*** Opening of Records for the task ***

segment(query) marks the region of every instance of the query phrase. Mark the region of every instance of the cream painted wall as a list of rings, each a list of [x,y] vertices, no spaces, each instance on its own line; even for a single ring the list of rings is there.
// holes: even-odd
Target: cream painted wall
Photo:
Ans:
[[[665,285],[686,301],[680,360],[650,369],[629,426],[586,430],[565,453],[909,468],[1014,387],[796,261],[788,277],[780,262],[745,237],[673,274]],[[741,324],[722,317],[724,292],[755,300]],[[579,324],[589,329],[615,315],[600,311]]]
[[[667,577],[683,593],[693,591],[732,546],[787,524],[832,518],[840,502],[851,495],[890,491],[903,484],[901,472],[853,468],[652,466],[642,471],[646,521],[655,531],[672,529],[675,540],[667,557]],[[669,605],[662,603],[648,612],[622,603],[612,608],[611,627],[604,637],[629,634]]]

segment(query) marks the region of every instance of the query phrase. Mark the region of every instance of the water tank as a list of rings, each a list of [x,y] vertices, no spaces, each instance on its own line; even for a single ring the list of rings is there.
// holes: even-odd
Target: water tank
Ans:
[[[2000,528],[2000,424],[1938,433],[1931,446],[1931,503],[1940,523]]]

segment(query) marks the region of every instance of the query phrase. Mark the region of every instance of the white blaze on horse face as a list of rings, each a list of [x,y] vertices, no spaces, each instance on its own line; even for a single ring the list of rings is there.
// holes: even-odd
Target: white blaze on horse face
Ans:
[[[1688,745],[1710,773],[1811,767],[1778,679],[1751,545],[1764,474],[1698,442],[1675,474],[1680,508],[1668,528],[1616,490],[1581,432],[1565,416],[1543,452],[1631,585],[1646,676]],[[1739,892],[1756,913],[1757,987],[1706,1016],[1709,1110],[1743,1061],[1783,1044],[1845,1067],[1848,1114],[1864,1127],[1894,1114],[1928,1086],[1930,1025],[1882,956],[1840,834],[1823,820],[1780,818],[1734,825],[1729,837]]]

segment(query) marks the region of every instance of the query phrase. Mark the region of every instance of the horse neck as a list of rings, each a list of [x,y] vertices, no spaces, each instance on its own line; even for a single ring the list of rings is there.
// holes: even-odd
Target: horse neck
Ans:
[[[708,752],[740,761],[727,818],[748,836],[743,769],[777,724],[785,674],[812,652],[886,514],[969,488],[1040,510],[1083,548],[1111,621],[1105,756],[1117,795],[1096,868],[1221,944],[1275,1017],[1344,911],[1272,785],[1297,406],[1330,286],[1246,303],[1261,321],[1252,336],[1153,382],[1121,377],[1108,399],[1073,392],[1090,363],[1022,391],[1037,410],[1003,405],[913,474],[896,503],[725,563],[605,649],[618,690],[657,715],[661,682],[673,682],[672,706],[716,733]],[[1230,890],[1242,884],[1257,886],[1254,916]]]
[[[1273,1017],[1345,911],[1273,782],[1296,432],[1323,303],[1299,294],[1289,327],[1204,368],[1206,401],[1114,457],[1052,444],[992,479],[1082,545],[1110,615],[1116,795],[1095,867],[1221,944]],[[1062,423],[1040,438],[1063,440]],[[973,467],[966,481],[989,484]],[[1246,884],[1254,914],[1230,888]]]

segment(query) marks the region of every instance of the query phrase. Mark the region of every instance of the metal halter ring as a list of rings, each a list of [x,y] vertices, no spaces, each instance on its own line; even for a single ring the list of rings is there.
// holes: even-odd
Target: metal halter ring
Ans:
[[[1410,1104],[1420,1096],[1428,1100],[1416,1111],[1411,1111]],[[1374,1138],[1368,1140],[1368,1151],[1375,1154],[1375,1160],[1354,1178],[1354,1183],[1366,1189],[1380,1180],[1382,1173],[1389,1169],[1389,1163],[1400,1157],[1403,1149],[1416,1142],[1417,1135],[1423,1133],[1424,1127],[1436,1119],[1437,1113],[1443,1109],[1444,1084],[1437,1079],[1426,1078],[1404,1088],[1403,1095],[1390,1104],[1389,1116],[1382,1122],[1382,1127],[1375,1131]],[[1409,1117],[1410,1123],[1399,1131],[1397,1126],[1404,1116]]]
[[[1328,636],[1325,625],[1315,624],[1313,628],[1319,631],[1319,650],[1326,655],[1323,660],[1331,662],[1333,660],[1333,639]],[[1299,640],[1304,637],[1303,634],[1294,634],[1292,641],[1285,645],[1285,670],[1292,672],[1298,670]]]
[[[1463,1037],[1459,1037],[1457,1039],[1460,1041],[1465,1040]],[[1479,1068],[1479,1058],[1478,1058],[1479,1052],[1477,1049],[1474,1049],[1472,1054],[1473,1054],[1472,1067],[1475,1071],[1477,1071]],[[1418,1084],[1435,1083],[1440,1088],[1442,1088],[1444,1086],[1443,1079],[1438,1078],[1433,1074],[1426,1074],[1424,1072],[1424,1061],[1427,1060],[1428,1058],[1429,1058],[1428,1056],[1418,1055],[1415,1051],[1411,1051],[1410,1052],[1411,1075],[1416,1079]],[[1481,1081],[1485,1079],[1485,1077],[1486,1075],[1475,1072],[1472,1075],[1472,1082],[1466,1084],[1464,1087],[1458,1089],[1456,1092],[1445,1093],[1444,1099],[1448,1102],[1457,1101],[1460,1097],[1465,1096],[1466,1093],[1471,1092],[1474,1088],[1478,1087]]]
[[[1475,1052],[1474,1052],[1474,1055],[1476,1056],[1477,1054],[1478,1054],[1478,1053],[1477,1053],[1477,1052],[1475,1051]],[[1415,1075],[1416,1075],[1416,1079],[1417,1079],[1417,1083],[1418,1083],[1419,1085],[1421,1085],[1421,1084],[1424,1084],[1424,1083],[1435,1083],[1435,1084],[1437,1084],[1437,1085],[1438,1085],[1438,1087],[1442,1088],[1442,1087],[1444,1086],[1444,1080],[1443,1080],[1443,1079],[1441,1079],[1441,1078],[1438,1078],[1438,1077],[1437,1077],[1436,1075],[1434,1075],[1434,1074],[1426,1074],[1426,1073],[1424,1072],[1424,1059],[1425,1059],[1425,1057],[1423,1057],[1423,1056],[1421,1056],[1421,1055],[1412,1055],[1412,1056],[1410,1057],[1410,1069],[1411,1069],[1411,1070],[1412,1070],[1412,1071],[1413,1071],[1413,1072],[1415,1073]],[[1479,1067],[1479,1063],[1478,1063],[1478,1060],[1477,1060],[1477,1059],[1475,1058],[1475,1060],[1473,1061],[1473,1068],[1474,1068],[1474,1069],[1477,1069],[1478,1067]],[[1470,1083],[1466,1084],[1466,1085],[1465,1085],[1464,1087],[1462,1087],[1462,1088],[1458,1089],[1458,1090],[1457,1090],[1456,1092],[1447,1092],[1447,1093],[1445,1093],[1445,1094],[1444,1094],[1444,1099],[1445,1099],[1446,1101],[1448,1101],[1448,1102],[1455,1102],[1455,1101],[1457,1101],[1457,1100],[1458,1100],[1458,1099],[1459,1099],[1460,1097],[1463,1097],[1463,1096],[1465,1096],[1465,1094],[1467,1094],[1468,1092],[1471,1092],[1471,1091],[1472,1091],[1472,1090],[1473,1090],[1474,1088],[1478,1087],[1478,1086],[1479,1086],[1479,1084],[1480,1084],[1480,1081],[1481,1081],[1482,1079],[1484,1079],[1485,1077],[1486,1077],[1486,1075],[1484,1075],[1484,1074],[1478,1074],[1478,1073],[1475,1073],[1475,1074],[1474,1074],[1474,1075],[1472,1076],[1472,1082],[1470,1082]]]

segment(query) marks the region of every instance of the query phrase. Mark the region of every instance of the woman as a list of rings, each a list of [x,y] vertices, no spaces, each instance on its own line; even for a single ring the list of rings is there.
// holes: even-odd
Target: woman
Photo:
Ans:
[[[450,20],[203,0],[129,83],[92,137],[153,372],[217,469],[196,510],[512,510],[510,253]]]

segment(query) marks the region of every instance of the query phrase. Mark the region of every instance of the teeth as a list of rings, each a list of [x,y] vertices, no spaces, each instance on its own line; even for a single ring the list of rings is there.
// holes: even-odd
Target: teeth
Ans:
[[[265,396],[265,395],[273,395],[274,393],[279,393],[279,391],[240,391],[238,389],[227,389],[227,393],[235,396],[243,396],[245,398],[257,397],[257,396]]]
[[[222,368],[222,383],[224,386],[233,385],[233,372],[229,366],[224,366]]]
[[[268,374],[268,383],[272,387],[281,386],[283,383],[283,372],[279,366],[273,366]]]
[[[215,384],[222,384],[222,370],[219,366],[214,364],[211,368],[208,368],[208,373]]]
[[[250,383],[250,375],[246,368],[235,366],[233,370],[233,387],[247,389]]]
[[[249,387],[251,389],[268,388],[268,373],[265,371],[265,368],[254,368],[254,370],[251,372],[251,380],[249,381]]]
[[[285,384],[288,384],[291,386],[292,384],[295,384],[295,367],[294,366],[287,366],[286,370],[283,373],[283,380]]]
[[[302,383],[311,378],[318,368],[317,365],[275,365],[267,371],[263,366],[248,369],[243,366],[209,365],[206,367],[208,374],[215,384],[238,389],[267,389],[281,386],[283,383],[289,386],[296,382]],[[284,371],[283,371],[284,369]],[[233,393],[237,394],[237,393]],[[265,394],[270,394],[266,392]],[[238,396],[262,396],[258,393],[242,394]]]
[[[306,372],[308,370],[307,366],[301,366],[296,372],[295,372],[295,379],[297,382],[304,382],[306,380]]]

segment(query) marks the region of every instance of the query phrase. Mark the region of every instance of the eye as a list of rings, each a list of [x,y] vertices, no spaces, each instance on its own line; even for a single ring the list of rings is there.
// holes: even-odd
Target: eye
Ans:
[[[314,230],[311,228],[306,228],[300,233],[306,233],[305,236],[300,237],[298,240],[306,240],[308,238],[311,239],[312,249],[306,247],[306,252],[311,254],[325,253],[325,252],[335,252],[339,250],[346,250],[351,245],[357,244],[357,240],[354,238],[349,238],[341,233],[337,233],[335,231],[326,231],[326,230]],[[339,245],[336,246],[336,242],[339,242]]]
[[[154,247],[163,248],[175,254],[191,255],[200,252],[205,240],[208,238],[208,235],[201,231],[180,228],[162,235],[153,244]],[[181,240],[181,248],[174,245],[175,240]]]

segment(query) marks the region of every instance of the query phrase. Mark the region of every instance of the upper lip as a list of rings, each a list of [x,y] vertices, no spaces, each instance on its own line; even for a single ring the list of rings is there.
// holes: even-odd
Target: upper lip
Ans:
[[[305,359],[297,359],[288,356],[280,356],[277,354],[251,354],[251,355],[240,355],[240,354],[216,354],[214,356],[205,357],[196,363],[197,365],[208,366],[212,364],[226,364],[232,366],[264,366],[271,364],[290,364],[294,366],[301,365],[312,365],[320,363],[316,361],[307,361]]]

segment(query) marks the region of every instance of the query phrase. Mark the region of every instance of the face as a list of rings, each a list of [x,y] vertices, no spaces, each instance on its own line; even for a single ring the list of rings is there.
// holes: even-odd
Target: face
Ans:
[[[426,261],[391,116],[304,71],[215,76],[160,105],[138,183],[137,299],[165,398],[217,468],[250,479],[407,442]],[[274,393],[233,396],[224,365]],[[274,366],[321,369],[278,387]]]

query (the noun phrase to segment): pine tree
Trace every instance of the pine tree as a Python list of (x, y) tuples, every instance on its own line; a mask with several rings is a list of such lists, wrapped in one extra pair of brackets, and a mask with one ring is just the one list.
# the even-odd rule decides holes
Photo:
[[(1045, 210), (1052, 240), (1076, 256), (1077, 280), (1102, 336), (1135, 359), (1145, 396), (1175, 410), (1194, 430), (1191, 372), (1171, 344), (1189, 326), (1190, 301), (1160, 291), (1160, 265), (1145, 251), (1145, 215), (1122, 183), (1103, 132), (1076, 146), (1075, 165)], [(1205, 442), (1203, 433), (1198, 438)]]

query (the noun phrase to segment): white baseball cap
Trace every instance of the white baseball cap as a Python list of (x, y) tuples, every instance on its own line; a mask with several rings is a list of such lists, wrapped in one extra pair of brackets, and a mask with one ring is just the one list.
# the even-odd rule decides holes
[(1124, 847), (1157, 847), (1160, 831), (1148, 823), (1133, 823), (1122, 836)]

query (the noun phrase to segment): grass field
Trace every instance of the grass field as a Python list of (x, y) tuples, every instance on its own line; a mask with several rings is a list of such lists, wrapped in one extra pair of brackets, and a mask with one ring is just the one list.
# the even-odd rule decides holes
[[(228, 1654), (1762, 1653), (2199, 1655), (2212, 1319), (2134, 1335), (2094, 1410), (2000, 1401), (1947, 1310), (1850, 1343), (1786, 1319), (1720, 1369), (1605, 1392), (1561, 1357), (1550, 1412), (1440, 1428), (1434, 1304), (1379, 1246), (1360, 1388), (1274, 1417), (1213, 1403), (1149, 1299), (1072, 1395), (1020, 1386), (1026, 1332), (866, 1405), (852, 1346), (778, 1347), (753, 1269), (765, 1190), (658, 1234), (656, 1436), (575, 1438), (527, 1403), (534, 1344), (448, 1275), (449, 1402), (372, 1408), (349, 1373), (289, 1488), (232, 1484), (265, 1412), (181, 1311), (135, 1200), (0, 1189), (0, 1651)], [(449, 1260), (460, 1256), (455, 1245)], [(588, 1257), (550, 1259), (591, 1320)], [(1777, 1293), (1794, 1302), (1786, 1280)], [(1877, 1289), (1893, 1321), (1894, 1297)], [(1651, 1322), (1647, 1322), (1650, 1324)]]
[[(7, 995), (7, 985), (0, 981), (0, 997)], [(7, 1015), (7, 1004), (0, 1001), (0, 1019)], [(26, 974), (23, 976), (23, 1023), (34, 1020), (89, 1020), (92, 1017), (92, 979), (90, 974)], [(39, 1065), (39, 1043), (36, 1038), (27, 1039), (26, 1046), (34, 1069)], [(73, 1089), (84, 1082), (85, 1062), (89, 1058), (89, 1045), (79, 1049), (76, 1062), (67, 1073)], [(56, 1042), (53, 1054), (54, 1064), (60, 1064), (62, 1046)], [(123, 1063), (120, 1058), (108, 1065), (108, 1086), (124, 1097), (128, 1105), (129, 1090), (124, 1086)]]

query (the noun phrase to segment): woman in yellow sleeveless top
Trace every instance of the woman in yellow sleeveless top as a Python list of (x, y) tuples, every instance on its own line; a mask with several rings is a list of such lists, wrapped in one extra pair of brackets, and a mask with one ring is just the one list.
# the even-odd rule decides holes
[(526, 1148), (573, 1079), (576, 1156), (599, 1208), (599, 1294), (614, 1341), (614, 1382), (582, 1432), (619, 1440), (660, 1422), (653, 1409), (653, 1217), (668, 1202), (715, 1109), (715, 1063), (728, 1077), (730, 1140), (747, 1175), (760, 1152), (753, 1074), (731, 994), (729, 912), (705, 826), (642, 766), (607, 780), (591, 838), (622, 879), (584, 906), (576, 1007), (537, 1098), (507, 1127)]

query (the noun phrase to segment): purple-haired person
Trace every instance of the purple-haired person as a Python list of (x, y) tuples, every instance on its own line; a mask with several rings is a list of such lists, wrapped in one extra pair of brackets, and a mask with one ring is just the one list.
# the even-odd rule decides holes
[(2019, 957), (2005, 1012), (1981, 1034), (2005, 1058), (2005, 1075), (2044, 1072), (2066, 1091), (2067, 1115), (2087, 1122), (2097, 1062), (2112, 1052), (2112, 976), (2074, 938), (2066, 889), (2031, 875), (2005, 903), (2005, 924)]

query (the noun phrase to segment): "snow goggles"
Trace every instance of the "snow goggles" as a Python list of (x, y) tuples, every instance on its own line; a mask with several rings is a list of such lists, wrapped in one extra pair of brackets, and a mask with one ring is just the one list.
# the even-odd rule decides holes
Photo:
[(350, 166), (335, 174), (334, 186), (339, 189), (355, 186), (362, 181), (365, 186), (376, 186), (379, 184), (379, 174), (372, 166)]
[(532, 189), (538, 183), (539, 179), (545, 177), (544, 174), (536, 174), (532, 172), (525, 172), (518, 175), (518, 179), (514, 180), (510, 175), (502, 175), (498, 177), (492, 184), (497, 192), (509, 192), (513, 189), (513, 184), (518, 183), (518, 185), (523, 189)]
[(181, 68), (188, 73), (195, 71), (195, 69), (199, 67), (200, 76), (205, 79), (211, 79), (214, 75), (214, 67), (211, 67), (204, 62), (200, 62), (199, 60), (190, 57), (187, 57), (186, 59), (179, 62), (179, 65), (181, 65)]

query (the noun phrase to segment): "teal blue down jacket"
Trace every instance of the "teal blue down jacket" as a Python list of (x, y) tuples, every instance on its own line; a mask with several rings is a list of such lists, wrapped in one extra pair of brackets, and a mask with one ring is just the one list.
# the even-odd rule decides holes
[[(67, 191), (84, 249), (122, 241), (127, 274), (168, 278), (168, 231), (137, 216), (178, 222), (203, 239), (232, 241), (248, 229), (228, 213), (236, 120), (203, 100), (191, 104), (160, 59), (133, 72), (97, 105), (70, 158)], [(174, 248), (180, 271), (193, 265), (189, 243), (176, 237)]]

*** Close of Records for the task ***

● Task instructions
Tally the lines of the data that contain the string "water", and report nothing but the tally.

● Exercise result
2